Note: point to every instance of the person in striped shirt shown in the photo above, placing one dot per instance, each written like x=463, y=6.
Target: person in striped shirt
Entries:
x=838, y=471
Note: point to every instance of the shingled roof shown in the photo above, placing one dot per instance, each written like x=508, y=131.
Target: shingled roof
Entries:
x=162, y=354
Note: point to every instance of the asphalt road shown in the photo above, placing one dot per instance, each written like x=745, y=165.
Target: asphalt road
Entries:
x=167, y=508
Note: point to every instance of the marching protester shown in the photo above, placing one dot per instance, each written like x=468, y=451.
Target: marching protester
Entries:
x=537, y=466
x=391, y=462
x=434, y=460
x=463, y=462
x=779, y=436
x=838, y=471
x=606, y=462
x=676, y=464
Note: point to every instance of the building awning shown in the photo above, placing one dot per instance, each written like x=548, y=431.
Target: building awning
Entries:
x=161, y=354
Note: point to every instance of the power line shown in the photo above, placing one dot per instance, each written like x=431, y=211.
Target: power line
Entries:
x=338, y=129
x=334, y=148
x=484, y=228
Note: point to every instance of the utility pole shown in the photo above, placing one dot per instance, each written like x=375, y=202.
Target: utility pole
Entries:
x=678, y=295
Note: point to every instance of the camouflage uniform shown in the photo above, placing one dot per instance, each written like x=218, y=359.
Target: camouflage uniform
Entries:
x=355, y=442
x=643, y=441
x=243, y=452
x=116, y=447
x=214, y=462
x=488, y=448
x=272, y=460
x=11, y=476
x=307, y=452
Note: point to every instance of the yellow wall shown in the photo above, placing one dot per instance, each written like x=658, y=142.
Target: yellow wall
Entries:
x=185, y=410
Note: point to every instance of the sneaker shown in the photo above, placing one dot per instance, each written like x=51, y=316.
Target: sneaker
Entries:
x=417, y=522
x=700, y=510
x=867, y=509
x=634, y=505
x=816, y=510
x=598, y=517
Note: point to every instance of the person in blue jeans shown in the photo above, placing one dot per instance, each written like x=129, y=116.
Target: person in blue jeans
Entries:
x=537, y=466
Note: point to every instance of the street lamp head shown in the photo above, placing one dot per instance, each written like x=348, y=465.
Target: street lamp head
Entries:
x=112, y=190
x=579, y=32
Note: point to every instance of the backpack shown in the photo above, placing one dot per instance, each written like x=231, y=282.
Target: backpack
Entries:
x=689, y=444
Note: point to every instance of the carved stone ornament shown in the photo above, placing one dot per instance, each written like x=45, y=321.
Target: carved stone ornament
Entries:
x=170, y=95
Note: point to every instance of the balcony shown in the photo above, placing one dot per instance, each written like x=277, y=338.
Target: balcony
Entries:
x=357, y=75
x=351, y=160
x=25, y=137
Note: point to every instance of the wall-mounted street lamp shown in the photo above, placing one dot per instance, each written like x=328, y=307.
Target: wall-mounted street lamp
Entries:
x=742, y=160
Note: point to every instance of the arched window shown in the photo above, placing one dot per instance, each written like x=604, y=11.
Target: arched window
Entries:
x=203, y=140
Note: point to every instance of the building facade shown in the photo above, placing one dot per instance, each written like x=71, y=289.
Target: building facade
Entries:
.....
• **About this exercise**
Each line of the data above needs to be returned exactly.

• **Answer to this exercise**
Note: point to every instance of the person in striped shirt shown in the photo above, placing one dot per instance, each written like x=463, y=6.
Target: person in striped shirt
Entries:
x=838, y=471
Note: point to every instance of the shingled roof shown in the photo above, placing one dot per instance, each written like x=508, y=131.
Target: shingled roof
Entries:
x=162, y=354
Note: point to every instance of the asphalt road shown in the photo above, placing one dot per instance, each written like x=745, y=165.
Target: asphalt road
Entries:
x=167, y=508
Note: point to every instance of the marching protester shown in the photo above, placing one dot per instance, each written like x=468, y=451.
Target: marching protester
Entries:
x=537, y=466
x=391, y=462
x=434, y=460
x=463, y=462
x=779, y=436
x=838, y=471
x=606, y=462
x=676, y=464
Note: point to every instance of the building awning shown in the photo above, placing one dot per instance, each written like x=548, y=431.
Target: building awning
Entries:
x=161, y=354
Note: point to every instance of the power line shown in the photo above, placing one dot per instance, each written like x=431, y=211.
Target: power line
Entries:
x=338, y=129
x=334, y=148
x=484, y=228
Note: point to every instance of the utility pole shown in the photo above, placing one dot per instance, each written like x=375, y=202.
Target: utility pole
Entries:
x=678, y=295
Note: point to every instance of the camouflage uniform shown in the photo above, placing one dot per instance, each written like x=218, y=359.
Target: camouflage uniform
Entries:
x=355, y=442
x=643, y=441
x=243, y=452
x=116, y=447
x=214, y=462
x=488, y=448
x=272, y=460
x=11, y=476
x=307, y=452
Note: point to every instance of the yellow wall shown in the photo above, placing one dot per instance, each written like x=658, y=142.
Target: yellow wall
Entries:
x=185, y=410
Note: point to every instance of the sneaker shown in the photo above, placing one dot per instance, each written like x=51, y=316.
Target: sneaker
Entries:
x=417, y=522
x=700, y=510
x=867, y=509
x=634, y=505
x=816, y=510
x=598, y=517
Note: point to every instance of the person in blue jeans shown in the photo above, placing one dot per instance, each written like x=129, y=116.
Target: person in blue jeans
Entries:
x=537, y=466
Note: point to every instance of the street lamp head shown in the photo above, placing one dot per instance, each written like x=348, y=465.
Target: street lamp head
Entries:
x=112, y=190
x=579, y=32
Note: point to every instance of the backpack shown in the photo above, placing one dot per instance, each written like x=231, y=282.
Target: backpack
Entries:
x=689, y=444
Note: point to every instance of the carved stone ornament shown in the photo above, placing one dot per instance, each written like x=45, y=321.
Target: carved stone ornament
Entries:
x=170, y=95
Note: point to every instance of the balcony shown in the photo above, placing one dot per instance, each written like x=277, y=338.
Target: balcony
Entries:
x=357, y=75
x=351, y=160
x=25, y=137
Note: point to every instance of the wall-mounted street lamp shown in the photo above, placing one dot per instance, each written like x=328, y=307.
Target: wall-mounted street lamp
Entries:
x=742, y=160
Note: point to every instance of the arched window shown in the photo above, placing one dot per instance, each written like x=604, y=11.
Target: arched window
Entries:
x=203, y=140
Note: point to every instance of the building facade shown in the photo above, placing one dot per instance, each written like x=71, y=289.
Target: building facade
Entries:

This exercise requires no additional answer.